> [What is expected] Please print the records below word for word.

> [Excerpted records]
-.-.-

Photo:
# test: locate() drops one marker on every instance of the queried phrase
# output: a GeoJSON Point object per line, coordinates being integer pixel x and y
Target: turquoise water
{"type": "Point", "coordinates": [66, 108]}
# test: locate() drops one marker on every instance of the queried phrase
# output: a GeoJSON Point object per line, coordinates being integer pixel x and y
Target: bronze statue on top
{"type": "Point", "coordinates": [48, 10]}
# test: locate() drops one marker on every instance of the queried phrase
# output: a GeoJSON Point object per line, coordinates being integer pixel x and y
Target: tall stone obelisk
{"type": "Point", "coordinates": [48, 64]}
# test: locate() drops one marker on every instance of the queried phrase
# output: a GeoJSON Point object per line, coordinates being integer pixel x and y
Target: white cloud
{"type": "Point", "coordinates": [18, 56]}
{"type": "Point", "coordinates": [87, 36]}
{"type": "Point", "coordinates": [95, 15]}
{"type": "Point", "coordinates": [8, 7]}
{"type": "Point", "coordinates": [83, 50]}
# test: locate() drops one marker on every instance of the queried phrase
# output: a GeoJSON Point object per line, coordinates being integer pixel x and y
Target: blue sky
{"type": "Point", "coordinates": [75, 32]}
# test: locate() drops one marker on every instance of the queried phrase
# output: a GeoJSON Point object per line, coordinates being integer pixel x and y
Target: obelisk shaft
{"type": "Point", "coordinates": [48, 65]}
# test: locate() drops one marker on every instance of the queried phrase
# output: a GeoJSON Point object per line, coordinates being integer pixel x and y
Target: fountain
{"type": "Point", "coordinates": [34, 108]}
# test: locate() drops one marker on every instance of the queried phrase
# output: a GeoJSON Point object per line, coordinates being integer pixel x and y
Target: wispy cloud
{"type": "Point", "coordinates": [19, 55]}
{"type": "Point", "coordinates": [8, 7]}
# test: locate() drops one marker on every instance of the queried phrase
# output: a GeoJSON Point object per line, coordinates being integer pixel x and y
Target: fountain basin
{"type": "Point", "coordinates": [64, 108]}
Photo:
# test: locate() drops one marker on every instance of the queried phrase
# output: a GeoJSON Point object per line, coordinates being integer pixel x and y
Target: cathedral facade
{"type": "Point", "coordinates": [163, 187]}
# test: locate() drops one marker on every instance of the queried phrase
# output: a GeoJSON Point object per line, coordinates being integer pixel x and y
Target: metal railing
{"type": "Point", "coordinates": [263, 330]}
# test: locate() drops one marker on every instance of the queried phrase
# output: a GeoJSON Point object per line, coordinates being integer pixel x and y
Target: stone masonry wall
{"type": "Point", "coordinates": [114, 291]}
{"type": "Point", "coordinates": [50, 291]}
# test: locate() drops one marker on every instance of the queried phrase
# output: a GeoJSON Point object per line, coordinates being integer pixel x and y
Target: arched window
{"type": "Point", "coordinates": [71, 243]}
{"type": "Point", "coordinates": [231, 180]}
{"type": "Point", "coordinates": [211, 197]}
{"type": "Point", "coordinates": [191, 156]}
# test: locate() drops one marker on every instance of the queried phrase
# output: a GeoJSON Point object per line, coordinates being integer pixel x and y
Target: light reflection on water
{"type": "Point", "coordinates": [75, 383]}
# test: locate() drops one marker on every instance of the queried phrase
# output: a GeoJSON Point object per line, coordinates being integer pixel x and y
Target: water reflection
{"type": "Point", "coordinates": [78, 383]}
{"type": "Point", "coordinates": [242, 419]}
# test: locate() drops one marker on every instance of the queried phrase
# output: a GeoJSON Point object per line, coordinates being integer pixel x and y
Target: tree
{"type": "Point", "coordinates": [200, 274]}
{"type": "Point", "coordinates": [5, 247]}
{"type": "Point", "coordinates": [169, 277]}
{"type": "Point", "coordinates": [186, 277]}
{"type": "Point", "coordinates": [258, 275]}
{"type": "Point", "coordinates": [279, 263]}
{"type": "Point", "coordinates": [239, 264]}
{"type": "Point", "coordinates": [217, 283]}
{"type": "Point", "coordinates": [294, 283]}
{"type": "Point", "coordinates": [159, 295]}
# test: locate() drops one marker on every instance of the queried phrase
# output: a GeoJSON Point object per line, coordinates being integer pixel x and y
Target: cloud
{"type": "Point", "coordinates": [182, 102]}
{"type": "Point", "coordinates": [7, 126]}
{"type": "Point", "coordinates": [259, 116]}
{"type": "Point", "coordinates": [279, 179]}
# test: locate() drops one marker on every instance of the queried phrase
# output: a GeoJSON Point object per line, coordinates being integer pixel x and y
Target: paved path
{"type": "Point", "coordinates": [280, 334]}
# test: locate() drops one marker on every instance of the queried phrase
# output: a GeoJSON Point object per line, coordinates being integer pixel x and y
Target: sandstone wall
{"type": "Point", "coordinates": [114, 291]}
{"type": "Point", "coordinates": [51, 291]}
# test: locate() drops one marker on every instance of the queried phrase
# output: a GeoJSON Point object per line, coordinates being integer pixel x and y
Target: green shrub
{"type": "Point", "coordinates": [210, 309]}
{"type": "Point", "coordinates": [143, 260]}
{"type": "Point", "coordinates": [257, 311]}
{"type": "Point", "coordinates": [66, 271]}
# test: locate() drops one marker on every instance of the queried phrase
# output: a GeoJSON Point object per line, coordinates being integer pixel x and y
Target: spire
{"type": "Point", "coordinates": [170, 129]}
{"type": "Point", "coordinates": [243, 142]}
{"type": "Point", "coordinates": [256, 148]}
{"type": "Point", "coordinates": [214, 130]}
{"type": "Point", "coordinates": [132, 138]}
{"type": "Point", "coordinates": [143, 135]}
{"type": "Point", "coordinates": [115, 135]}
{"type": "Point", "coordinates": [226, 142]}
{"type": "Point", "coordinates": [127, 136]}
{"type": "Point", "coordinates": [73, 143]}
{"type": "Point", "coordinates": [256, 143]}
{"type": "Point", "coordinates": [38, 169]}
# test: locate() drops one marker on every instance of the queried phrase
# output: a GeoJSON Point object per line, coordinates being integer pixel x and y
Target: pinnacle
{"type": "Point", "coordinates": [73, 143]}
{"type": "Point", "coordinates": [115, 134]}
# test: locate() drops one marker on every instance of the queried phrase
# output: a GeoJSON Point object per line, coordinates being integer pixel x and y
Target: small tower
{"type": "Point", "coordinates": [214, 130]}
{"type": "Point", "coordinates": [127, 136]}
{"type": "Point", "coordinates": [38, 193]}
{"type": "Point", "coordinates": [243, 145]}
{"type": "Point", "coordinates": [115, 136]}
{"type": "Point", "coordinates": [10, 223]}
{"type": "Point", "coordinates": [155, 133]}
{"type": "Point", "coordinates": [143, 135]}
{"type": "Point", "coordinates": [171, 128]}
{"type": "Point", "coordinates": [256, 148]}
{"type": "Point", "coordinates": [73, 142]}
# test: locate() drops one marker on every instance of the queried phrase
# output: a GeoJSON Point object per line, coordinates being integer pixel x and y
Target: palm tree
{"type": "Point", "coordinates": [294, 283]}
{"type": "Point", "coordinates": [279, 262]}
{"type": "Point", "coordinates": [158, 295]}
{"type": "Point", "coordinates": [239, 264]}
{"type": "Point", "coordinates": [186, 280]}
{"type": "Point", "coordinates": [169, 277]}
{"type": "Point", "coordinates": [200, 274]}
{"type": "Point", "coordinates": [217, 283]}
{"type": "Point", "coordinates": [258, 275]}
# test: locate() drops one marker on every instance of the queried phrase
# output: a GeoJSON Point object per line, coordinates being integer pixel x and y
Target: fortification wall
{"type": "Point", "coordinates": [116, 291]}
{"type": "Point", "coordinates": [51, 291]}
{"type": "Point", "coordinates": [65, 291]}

-.-.-

> [Finished exercise]
Photo:
# test: locate() drops one marker on every instance of the queried phrase
# output: a GeoJSON Point object per line, coordinates being integer pixel x and y
Target: turquoise water
{"type": "Point", "coordinates": [66, 108]}
# test: locate() drops one marker on every instance of the queried phrase
# output: a GeoJSON Point object per line, coordinates being integer pixel x and y
Target: bronze statue on top
{"type": "Point", "coordinates": [48, 10]}
# test: locate() drops one marker on every instance of the queried phrase
# output: a GeoJSON Point object per line, coordinates being integer pixel x and y
Target: tall stone obelisk
{"type": "Point", "coordinates": [48, 64]}
# test: locate() drops one marker on every instance of the queried phrase
# output: a GeoJSON Point object per line, coordinates being integer pixel x and y
Target: white cloud
{"type": "Point", "coordinates": [18, 56]}
{"type": "Point", "coordinates": [87, 36]}
{"type": "Point", "coordinates": [95, 15]}
{"type": "Point", "coordinates": [8, 7]}
{"type": "Point", "coordinates": [83, 50]}
# test: locate() drops one marker on every instance of the queried phrase
# output: a GeoJSON Point object per line, coordinates being integer pixel x and y
Target: blue sky
{"type": "Point", "coordinates": [75, 32]}
# test: locate() drops one marker on every instance of the queried phrase
# output: a GeoJSON Point object per line, coordinates being integer pixel x and y
Target: obelisk shaft
{"type": "Point", "coordinates": [48, 65]}
# test: locate() drops one marker on every instance of the queried phrase
# output: a GeoJSON Point object per line, coordinates being integer pixel x and y
Target: fountain
{"type": "Point", "coordinates": [34, 108]}
# test: locate() drops one marker on every instance of the queried phrase
# output: a GeoJSON Point object per line, coordinates being integer pixel x and y
Target: wispy cloud
{"type": "Point", "coordinates": [19, 55]}
{"type": "Point", "coordinates": [8, 7]}
# test: locate() drops one marker on every instance of the queried phrase
# output: a GeoJSON Point object per line, coordinates being integer pixel x and y
Target: fountain basin
{"type": "Point", "coordinates": [64, 108]}
Photo:
# test: locate() drops one marker on every instance of the queried phrase
# output: a GeoJSON Point object per line, coordinates being integer pixel x and y
Target: cathedral facade
{"type": "Point", "coordinates": [163, 187]}
# test: locate() drops one marker on every instance of the queried phrase
# output: a GeoJSON Point object per line, coordinates being integer pixel x and y
Target: metal railing
{"type": "Point", "coordinates": [263, 330]}
# test: locate() drops one marker on every instance of the queried phrase
# output: a GeoJSON Point object per line, coordinates being integer pixel x and y
Target: stone masonry wall
{"type": "Point", "coordinates": [114, 291]}
{"type": "Point", "coordinates": [50, 291]}
# test: locate() drops one marker on every instance of the queried phrase
# output: a GeoJSON Point object per line, coordinates being integer pixel x and y
Target: arched window
{"type": "Point", "coordinates": [71, 243]}
{"type": "Point", "coordinates": [231, 180]}
{"type": "Point", "coordinates": [211, 197]}
{"type": "Point", "coordinates": [191, 156]}
# test: locate() drops one marker on every instance of the queried phrase
# output: a GeoJSON Point object per line, coordinates being integer pixel x and y
Target: light reflection on water
{"type": "Point", "coordinates": [75, 383]}
# test: locate() drops one marker on every instance of the queried phrase
# output: a GeoJSON Point object per line, coordinates being integer pixel x and y
Target: water reflection
{"type": "Point", "coordinates": [78, 383]}
{"type": "Point", "coordinates": [242, 419]}
# test: locate() drops one marker on every instance of the queried phrase
# output: a GeoJSON Point object per line, coordinates being integer pixel x and y
Target: tree
{"type": "Point", "coordinates": [200, 274]}
{"type": "Point", "coordinates": [5, 247]}
{"type": "Point", "coordinates": [169, 277]}
{"type": "Point", "coordinates": [186, 277]}
{"type": "Point", "coordinates": [258, 275]}
{"type": "Point", "coordinates": [279, 263]}
{"type": "Point", "coordinates": [239, 264]}
{"type": "Point", "coordinates": [217, 283]}
{"type": "Point", "coordinates": [294, 283]}
{"type": "Point", "coordinates": [159, 295]}
# test: locate() drops one marker on every instance of the queried phrase
# output: a GeoJSON Point object per line, coordinates being integer pixel x and y
Target: cloud
{"type": "Point", "coordinates": [182, 102]}
{"type": "Point", "coordinates": [7, 126]}
{"type": "Point", "coordinates": [259, 116]}
{"type": "Point", "coordinates": [279, 179]}
# test: locate() drops one marker on every instance of the queried phrase
# output: a GeoJSON Point object per line, coordinates being integer pixel x and y
Target: paved path
{"type": "Point", "coordinates": [280, 334]}
# test: locate() drops one marker on every instance of the queried phrase
# output: a GeoJSON Point object per line, coordinates being integer pixel x and y
Target: sandstone wall
{"type": "Point", "coordinates": [114, 291]}
{"type": "Point", "coordinates": [51, 291]}
# test: locate() drops one marker on every instance of the queried phrase
# output: a GeoJSON Point object per line, coordinates being integer pixel x and y
Target: green shrub
{"type": "Point", "coordinates": [210, 309]}
{"type": "Point", "coordinates": [143, 260]}
{"type": "Point", "coordinates": [257, 311]}
{"type": "Point", "coordinates": [66, 271]}
# test: locate() drops one marker on every instance of the queried phrase
# output: a GeoJSON Point object per line, coordinates being integer pixel x and y
Target: spire
{"type": "Point", "coordinates": [170, 129]}
{"type": "Point", "coordinates": [243, 142]}
{"type": "Point", "coordinates": [256, 148]}
{"type": "Point", "coordinates": [214, 130]}
{"type": "Point", "coordinates": [132, 138]}
{"type": "Point", "coordinates": [143, 135]}
{"type": "Point", "coordinates": [115, 135]}
{"type": "Point", "coordinates": [226, 142]}
{"type": "Point", "coordinates": [127, 136]}
{"type": "Point", "coordinates": [73, 143]}
{"type": "Point", "coordinates": [256, 143]}
{"type": "Point", "coordinates": [38, 169]}
# test: locate() drops one marker on every instance of the queried phrase
# output: a GeoJSON Point object per line, coordinates being integer pixel x and y
Target: pinnacle
{"type": "Point", "coordinates": [73, 143]}
{"type": "Point", "coordinates": [115, 134]}
# test: locate() drops one marker on every instance of the queried phrase
# output: a GeoJSON Point object per line, coordinates being integer pixel x and y
Target: small tower
{"type": "Point", "coordinates": [214, 130]}
{"type": "Point", "coordinates": [127, 136]}
{"type": "Point", "coordinates": [38, 193]}
{"type": "Point", "coordinates": [243, 145]}
{"type": "Point", "coordinates": [115, 136]}
{"type": "Point", "coordinates": [10, 223]}
{"type": "Point", "coordinates": [155, 133]}
{"type": "Point", "coordinates": [143, 135]}
{"type": "Point", "coordinates": [171, 128]}
{"type": "Point", "coordinates": [256, 148]}
{"type": "Point", "coordinates": [73, 142]}
# test: locate() drops one marker on every instance of the queried phrase
# output: a GeoJSON Point object per line, coordinates being integer pixel x and y
Target: palm tree
{"type": "Point", "coordinates": [294, 283]}
{"type": "Point", "coordinates": [279, 262]}
{"type": "Point", "coordinates": [158, 295]}
{"type": "Point", "coordinates": [239, 264]}
{"type": "Point", "coordinates": [186, 280]}
{"type": "Point", "coordinates": [169, 277]}
{"type": "Point", "coordinates": [200, 274]}
{"type": "Point", "coordinates": [217, 283]}
{"type": "Point", "coordinates": [258, 275]}
# test: locate() drops one marker on every instance of the queried phrase
# output: a GeoJSON Point object per line, coordinates being integer pixel x and y
Target: fortification wall
{"type": "Point", "coordinates": [116, 291]}
{"type": "Point", "coordinates": [51, 291]}
{"type": "Point", "coordinates": [65, 291]}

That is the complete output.